### EXERCISE DETAILS
Copy the records below exactly, leaving out any pictures.

### RECORDS TO PROCESS
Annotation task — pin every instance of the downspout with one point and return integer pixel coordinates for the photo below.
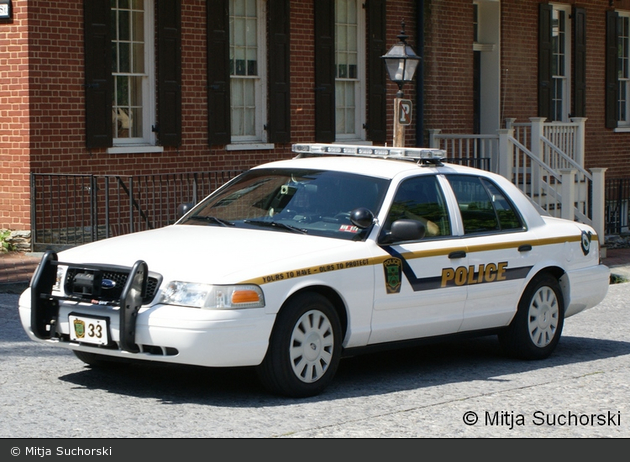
(420, 74)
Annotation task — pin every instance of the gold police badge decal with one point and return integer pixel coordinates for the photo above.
(393, 271)
(79, 328)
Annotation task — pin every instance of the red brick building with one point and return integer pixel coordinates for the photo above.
(130, 87)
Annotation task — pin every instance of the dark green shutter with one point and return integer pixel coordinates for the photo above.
(279, 121)
(612, 69)
(219, 131)
(377, 101)
(324, 71)
(98, 74)
(545, 56)
(169, 72)
(579, 64)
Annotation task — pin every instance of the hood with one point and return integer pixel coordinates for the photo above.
(209, 253)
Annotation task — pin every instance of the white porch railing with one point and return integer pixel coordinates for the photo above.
(545, 160)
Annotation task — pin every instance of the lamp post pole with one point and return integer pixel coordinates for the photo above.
(401, 63)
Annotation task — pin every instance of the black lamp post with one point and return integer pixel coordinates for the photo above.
(401, 63)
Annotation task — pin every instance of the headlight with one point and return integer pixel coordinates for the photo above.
(213, 297)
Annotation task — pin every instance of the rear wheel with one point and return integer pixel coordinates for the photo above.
(536, 328)
(304, 348)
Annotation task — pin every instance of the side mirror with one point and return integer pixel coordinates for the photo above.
(361, 217)
(404, 230)
(183, 209)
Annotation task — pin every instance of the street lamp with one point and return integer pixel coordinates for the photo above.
(401, 63)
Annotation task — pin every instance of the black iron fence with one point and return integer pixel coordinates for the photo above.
(617, 201)
(69, 210)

### SOLUTION FOR THIS PROBLEM
Annotation task — pin every instance of the downspout with one point and return integer pixel coordinates for the photo below.
(420, 74)
Annotation task — pin every instance of the gold police badge decal with one point and return integer pixel coordinates for the photo above.
(393, 271)
(79, 328)
Annotation task — pin every instance of the red brick building with one point and return integer pixel coordinates for the photo above.
(130, 87)
Annotation task — pin every instance of the dark green shutter with one point and return integer pixel coordinates for the photo above.
(279, 121)
(612, 69)
(219, 131)
(377, 101)
(324, 71)
(98, 74)
(545, 56)
(169, 72)
(579, 64)
Annotation task — pin every instance of the hood with one point and return integer pixel coordinates for the photo above.
(209, 253)
Annotation task — pin every instance of the white porch railing with one point and return integer pixel coordinates for the photo above.
(545, 160)
Annotation task — pin every instance of the lamp post pole with one point and return integer pixel coordinates for the photo above.
(401, 63)
Annotation task — pin every instance of the black lamp post with one point and return integer pixel coordinates for the photo above.
(401, 63)
Annotation task — pin every instance of the headlight with one point and return integer pixel coordinates for the photo above.
(213, 297)
Annotation task — pin every instance of the rear wheel with one point and return integer pixel coordinates for the photo above.
(536, 328)
(304, 348)
Annotation task — pin every instance of the side mirror with one point and return integer pixel coordinates for the photo above.
(361, 217)
(404, 230)
(183, 209)
Annotation task — pin every instance of the street lamp with one point and return integer pixel coordinates for the photo above.
(401, 63)
Annotation task — pin every instance of the black iron fence with one point and return integer pixel coordinates for the photo above.
(617, 201)
(69, 210)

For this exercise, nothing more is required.